[JOB]
Please extract the lines of the listing below and reproduce them word for word, with nothing changed.

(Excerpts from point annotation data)
* * *
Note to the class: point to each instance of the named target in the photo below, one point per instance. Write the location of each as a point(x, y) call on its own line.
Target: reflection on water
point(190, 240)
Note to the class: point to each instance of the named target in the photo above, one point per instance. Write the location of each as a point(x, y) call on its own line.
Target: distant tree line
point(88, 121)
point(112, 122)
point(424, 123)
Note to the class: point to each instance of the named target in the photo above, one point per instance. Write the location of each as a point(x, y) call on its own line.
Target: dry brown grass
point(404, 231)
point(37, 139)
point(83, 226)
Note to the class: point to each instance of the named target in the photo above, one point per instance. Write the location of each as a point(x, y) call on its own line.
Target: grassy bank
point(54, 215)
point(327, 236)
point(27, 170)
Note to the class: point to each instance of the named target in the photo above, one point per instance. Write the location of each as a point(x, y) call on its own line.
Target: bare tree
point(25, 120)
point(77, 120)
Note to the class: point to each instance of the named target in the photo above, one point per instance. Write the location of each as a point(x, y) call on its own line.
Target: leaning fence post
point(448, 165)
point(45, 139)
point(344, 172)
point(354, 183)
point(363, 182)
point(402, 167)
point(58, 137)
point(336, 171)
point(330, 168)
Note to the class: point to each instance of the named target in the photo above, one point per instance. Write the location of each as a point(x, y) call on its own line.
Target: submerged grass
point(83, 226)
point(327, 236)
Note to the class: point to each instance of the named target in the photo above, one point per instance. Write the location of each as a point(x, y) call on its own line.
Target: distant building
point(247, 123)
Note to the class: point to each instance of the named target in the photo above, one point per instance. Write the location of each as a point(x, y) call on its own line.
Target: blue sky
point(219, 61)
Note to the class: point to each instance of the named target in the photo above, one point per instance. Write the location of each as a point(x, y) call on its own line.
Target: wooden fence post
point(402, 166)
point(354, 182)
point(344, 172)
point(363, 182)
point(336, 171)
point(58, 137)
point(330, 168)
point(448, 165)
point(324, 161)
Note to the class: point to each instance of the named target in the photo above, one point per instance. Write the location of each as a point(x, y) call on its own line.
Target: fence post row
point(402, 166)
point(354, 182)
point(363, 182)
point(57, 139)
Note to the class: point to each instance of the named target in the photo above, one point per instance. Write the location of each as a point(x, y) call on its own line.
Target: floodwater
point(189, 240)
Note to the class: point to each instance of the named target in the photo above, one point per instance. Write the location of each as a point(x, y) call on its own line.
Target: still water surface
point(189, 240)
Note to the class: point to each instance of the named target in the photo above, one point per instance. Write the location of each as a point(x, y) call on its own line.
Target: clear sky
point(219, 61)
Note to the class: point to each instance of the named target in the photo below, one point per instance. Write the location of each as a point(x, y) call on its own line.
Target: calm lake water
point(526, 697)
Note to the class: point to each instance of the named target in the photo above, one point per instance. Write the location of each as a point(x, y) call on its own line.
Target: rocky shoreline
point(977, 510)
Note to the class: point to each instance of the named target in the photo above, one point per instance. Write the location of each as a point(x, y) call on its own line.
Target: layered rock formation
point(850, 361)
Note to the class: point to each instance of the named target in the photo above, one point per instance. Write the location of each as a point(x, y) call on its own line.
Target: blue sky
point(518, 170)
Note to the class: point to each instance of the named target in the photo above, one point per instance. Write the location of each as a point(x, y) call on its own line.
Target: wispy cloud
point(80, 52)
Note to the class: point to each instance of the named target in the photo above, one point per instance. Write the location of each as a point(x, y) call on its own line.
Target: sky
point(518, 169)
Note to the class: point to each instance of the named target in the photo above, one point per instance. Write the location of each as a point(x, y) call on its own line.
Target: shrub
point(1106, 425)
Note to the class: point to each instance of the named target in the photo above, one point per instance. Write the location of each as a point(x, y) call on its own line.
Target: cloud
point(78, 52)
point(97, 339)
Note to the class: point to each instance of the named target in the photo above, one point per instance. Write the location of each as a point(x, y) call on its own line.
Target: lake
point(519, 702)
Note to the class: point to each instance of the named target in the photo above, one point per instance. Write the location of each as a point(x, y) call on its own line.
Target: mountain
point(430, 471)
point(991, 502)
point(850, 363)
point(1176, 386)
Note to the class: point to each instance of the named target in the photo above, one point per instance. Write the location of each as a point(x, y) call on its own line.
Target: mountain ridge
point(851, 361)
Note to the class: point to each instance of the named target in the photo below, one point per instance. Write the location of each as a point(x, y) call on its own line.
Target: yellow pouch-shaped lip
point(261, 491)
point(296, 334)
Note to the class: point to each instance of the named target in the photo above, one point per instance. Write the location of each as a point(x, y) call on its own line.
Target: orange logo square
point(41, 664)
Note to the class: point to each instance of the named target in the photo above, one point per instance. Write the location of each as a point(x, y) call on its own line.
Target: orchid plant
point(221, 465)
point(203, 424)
* * *
[SOLVED PROBLEM]
Note to the class: point to each instance of the named target in the photo below, one point per instance. Write the location of each as a point(x, y) call on its own line.
Target: reflection on water
point(190, 240)
Note to the class: point to each instance of the named target in the photo above, one point per instance. Write the location of each as a point(x, y) call on its own line.
Target: distant tree line
point(88, 121)
point(112, 122)
point(424, 123)
Note to the class: point to each instance of the named target in the photo above, one point per instance. Write the location of each as a point(x, y) call on its own line.
Target: dry brown grass
point(404, 231)
point(37, 139)
point(83, 226)
Note to the class: point to each instance of the named target in the photo above, one point per instance. Write the location of each as a point(x, y) call on its own line.
Target: grassy bank
point(54, 215)
point(327, 236)
point(27, 170)
Note to the class: point to each instance of the named target in the photo above, one point per instance. Write the location of each as a point(x, y) call on its own line.
Target: bare tree
point(25, 120)
point(77, 120)
Note to the class: point to each instance of the named target in the photo above, one point per instance. Write the location of each as a point(x, y) call on its own line.
Target: leaning fence post
point(448, 165)
point(45, 139)
point(344, 172)
point(354, 183)
point(363, 182)
point(402, 167)
point(58, 137)
point(336, 171)
point(330, 168)
Note to the class: point to each instance of the named target in the photo above, one point per instance. Write the location of each as a point(x, y) call on its own line.
Target: submerged grass
point(83, 226)
point(327, 236)
Note to the class: point to each instance of the named target in the photo above, one point per instance. Write the location of each as a point(x, y) call on its own line.
Target: distant building
point(247, 123)
Note to the class: point to each instance of the named target in the photo above, one point per instance. Write the location of each as a point(x, y) call on its own line.
Target: blue sky
point(219, 61)
Note to the class: point to each instance of the named target in the photo above, one point per instance. Write the location of each as a point(x, y) call on its own line.
Target: wooden fence post
point(402, 166)
point(354, 182)
point(344, 172)
point(363, 182)
point(336, 171)
point(58, 137)
point(330, 168)
point(448, 165)
point(324, 161)
Note to the class: point to each instance of the named target in the photo above, one point per instance. Write the location of each as a point(x, y) call on its own line.
Target: fence post row
point(402, 166)
point(354, 182)
point(363, 182)
point(57, 139)
Note to the class: point to each instance of the named target in the photo above, one point per instance. Write the location of each as a point(x, y) call on its own line.
Target: floodwater
point(189, 240)
Note to the class: point to each instance of the named target in the photo above, one point per instance. Write the location of each as a point(x, y) call on its own line.
Target: still water surface
point(189, 240)
Note to the class: point to each instance of the named target in the photo above, one point per instance. Write the location of each as a point(x, y) call on its own line.
Target: clear sky
point(219, 61)
Note to the class: point to each instance of the named target in the photo below, one point per instance. Write the location of each as a point(x, y) call on its own line.
Target: calm lake water
point(526, 697)
Note to the class: point to each instance of the named target in the photo above, one point per instance. Write the location of each as a point(x, y) call on its own line.
Target: rocky shoreline
point(977, 510)
Note to the class: point to each instance of the named target in the photo above, one point per instance. Write the location of each as a point(x, y) call on its own line.
Target: layered rock formation
point(850, 361)
Note to the class: point to each instance of the named target in the photo above, one point per instance. Write the location of each as a point(x, y) call on its own line.
Target: blue sky
point(518, 170)
Note to the class: point to each instance of the named target in the photo above, one point per instance. Write the location of each as a point(x, y) call on its own line.
Target: wispy cloud
point(80, 52)
Note to the class: point to each instance of the named target in the photo above, one point per instance. Write the location of each as a point(x, y) call on its own line.
Target: sky
point(518, 169)
Note to the class: point to each instance of the named target in the photo above, one point per instance. Write the location of each as a point(x, y) call on its own line.
Target: shrub
point(1106, 425)
Note to the class: point to each instance of the named target in the photo above, one point per instance. Write the location of each as a point(x, y) call on its own line.
Target: cloud
point(78, 52)
point(97, 339)
Note to the class: point to each instance of the named target in the photo above, one point per instance. Write the location of each as a point(x, y) call on its own line.
Target: lake
point(519, 702)
Note to the class: point to each instance of the named target in the photo above, one point per instance. Write the location of each as a point(x, y) call on its own line.
Target: mountain
point(430, 471)
point(991, 502)
point(850, 363)
point(1176, 386)
Note to the class: point to each instance of the named target in the photo above, one point per instance. Write the location of each as a point(x, y) call on its own line.
Target: mountain ridge
point(851, 361)
Note to the class: point to each instance of the named target in the photo below, one point per instance. Write the location of each as a point(x, y) call on its own line.
Target: yellow pouch-shaped lip
point(261, 491)
point(296, 334)
Note to the class: point to each instance of the named target in the photo above, one point per instance. Write the location of each as a point(x, y) call on its own line.
Target: orange logo square
point(41, 664)
Note to the class: point to each instance of the named target in the photo above, one point per instance. Write the location of each as a point(x, y) call on its own line.
Target: orchid plant
point(221, 465)
point(203, 424)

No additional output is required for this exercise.